### PROBLEM REQUIREMENTS
Word for word, reproduce every line of the data.

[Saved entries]

● ● ● ● ● ● ●

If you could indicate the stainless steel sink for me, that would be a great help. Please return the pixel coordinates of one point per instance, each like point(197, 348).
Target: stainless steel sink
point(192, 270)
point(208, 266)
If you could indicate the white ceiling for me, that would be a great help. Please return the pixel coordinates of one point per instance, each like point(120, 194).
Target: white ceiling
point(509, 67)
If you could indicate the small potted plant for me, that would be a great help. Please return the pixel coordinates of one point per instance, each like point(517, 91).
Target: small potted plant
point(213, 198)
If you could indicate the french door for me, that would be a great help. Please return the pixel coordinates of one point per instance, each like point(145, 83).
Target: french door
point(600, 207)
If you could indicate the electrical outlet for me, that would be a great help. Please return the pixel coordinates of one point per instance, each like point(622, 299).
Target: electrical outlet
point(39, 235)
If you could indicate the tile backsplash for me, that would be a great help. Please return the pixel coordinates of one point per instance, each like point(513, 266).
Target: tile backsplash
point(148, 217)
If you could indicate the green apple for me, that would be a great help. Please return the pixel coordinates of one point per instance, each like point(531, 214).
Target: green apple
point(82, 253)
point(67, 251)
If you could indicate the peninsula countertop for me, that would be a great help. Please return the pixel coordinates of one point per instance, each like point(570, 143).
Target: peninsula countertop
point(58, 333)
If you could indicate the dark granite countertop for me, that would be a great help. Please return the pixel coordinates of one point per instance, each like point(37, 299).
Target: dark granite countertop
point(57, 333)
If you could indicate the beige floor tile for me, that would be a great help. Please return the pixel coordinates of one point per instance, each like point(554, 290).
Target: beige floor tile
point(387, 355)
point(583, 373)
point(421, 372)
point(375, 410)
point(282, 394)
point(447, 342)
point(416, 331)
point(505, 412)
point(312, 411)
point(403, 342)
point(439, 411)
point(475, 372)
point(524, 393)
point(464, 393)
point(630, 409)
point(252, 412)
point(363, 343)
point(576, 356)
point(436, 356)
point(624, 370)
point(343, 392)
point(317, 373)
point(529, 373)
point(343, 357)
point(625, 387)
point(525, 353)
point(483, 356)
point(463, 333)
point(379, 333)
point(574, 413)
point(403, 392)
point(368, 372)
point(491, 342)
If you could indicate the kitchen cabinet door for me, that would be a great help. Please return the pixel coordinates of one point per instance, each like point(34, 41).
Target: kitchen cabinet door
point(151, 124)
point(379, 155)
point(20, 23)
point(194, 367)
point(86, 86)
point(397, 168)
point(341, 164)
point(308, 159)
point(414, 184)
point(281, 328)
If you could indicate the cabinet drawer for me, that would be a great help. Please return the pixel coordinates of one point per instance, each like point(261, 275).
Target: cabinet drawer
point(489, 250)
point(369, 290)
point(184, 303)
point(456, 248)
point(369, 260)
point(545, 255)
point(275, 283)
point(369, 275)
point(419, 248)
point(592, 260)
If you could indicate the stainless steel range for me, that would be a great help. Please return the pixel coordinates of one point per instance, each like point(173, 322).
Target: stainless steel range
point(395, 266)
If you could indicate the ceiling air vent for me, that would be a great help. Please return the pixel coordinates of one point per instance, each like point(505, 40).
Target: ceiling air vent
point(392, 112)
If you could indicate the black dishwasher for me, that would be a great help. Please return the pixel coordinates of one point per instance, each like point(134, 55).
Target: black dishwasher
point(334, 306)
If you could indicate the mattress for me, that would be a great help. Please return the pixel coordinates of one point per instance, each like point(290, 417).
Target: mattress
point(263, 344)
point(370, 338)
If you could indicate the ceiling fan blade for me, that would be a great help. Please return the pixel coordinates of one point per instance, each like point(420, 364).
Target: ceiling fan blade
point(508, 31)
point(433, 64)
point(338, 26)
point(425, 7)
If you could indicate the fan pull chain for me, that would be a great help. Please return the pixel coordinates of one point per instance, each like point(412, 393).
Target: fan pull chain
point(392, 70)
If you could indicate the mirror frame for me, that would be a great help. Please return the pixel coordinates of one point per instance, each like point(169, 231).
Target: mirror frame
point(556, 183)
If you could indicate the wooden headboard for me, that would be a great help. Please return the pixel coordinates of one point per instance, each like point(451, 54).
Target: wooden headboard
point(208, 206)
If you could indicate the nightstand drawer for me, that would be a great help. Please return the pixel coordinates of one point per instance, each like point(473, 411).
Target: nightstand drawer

● ● ● ● ● ● ●

### WORKED SOLUTION
If you could indicate the stainless steel sink for me, that would be a great help. Please return the pixel coordinates of one point per instance, each like point(197, 348).
Target: stainless steel sink
point(192, 270)
point(208, 266)
If you could indicate the white ceiling for me, that would be a great help. Please return the pixel coordinates of one point per instance, each like point(120, 194).
Target: white ceiling
point(509, 67)
If you could indicate the small potted plant for me, that would be a great help. Please return the pixel coordinates of one point per instance, each like point(517, 91).
Target: small potted plant
point(213, 198)
If you could indicate the french door for me, that would be a great help. Please return the pixel coordinates of one point per instance, each like point(145, 83).
Target: french door
point(600, 207)
If you could indicate the electrical outlet for me, that would be a great help. Please return the pixel coordinates of one point per instance, each like point(622, 299).
Target: electrical outlet
point(39, 235)
If you could indicate the tile backsplash for me, that would be a great help. Please return the pixel coordinates of one point per instance, each like point(513, 266).
Target: tile backsplash
point(148, 217)
If you could indicate the green apple for me, that would be a great help. Please return the pixel coordinates of one point per instance, each like point(531, 214).
Target: green apple
point(82, 253)
point(67, 251)
If you could indicate the peninsula countertop for me, that would be a great help. Please return the pixel coordinates of one point per instance, each like point(570, 143).
Target: peninsula countertop
point(58, 333)
If you could indicate the dark granite countertop for me, that would be a great help. Please return the pixel coordinates of one point per instance, each like point(37, 299).
Target: dark granite countertop
point(57, 333)
If you could indicate the beige floor tile for me, that would be a great help. Please return the pixel coordinates of one point per instance, each like point(554, 290).
Target: beige floor tile
point(387, 355)
point(583, 373)
point(421, 372)
point(375, 410)
point(282, 394)
point(447, 342)
point(416, 331)
point(505, 412)
point(312, 411)
point(403, 342)
point(439, 411)
point(475, 372)
point(524, 393)
point(464, 393)
point(630, 409)
point(252, 412)
point(363, 343)
point(576, 356)
point(436, 356)
point(624, 370)
point(343, 392)
point(317, 373)
point(529, 373)
point(343, 357)
point(625, 387)
point(525, 353)
point(483, 356)
point(463, 333)
point(379, 333)
point(574, 413)
point(403, 392)
point(368, 372)
point(491, 342)
If you could indicate the kitchen cabinet door for me, that would be a great help. Please return the pixel coordinates of one point per instance, each like point(34, 41).
Target: kitchen cabinet door
point(151, 124)
point(379, 155)
point(20, 23)
point(194, 367)
point(86, 86)
point(397, 168)
point(341, 164)
point(308, 159)
point(414, 184)
point(281, 328)
If you could indicate the cabinet drawer for me, that would be a great help. Please return the pixel coordinates of one point per instance, each like point(261, 275).
Target: cabinet drawer
point(489, 250)
point(369, 290)
point(184, 303)
point(456, 248)
point(369, 260)
point(545, 255)
point(275, 283)
point(369, 275)
point(419, 248)
point(592, 260)
If you could indicate the stainless steel range for me, that would be a great help. Please return the pixel coordinates of one point per instance, each like point(173, 322).
Target: stainless steel range
point(395, 266)
If you could indicate the ceiling air vent for me, that would be a great help. Please return the pixel coordinates of one point per instance, each like point(505, 40).
Target: ceiling air vent
point(392, 112)
If you could indicate the black dishwasher for me, that would be a great help. Please return the pixel coordinates of one point per instance, each like point(134, 55).
Target: black dishwasher
point(334, 306)
If you could indicate the mattress for me, that would be a great help. Please return the pixel coordinates of one point per instance, each like point(290, 417).
Target: mattress
point(263, 344)
point(370, 338)
If you could indicate the ceiling fan blade for me, that would be a great help. Please return the pixel coordinates of one point per instance, each like point(420, 364).
Target: ceiling fan blade
point(508, 31)
point(433, 64)
point(338, 26)
point(425, 7)
If you could indicate the fan pull chain for me, that would be a great help. Please return the pixel coordinates of one point per instance, each like point(412, 393).
Target: fan pull chain
point(392, 70)
If you could indicate the mirror frame for me, that would be a great help. Please return the pixel coordinates of one point per instance, each like point(169, 231).
Target: mirror frame
point(556, 183)
If you could indicate the wooden headboard for me, that would be a great help. Please return the pixel coordinates of one point per instance, each like point(451, 54).
Target: wooden headboard
point(208, 206)
If you could indicate the nightstand drawer for me, that would be a great help. Please return the pixel coordinates of one point per instance, each like point(473, 411).
Target: nightstand drawer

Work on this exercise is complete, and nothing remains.